RECORDS FOR THIS EXERCISE —
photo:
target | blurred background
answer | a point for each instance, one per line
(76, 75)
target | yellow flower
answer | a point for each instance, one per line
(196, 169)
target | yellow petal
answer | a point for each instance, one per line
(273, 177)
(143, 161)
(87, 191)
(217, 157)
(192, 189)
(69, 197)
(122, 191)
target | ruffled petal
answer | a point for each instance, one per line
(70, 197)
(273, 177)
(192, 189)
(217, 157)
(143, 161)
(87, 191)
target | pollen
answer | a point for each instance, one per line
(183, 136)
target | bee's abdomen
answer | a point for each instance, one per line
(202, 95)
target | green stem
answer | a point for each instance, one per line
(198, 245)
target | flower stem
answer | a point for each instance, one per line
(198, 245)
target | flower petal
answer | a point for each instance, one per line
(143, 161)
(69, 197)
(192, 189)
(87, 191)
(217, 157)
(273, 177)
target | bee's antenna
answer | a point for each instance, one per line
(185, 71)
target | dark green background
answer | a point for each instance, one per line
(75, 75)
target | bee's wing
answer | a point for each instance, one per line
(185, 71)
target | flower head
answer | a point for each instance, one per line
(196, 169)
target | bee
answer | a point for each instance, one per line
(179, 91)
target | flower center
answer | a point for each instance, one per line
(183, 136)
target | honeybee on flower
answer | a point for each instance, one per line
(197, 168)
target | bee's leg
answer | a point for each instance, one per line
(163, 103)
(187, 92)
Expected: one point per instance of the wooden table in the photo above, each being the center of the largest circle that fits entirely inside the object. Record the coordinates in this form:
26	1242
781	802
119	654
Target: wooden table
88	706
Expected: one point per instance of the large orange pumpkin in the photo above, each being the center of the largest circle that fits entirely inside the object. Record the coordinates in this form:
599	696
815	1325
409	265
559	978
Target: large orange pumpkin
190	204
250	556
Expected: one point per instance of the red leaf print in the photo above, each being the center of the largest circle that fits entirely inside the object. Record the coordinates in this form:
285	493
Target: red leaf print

EXERCISE GOAL —
Word for word, quote the lines of the material from the first line through the line with "target | dark green background", both ends included.

TASK ANSWER —
photo:
target | blurred background
answer | a point for each instance, one per line
(76, 75)
target | yellow flower
answer | a point for each instance, one per line
(196, 169)
target | yellow petal
answer | a point for each instance, one per line
(273, 177)
(143, 161)
(87, 191)
(217, 157)
(192, 189)
(69, 197)
(122, 191)
target | ruffled petal
answer | a point for each instance, one per line
(70, 197)
(273, 177)
(192, 189)
(217, 157)
(143, 161)
(87, 191)
target | pollen
answer | a point for each instance, one per line
(183, 136)
target | bee's abdomen
answer | a point for each instance, one per line
(202, 95)
target | green stem
answer | a point for each instance, one per line
(198, 245)
target | flower stem
answer | a point for each instance, one per line
(198, 245)
target | flower petal
answer | a point for each instance, one per line
(143, 161)
(69, 197)
(192, 189)
(87, 191)
(217, 157)
(273, 177)
target | bee's antenna
answer | a point for each instance, one per line
(185, 71)
target | dark green background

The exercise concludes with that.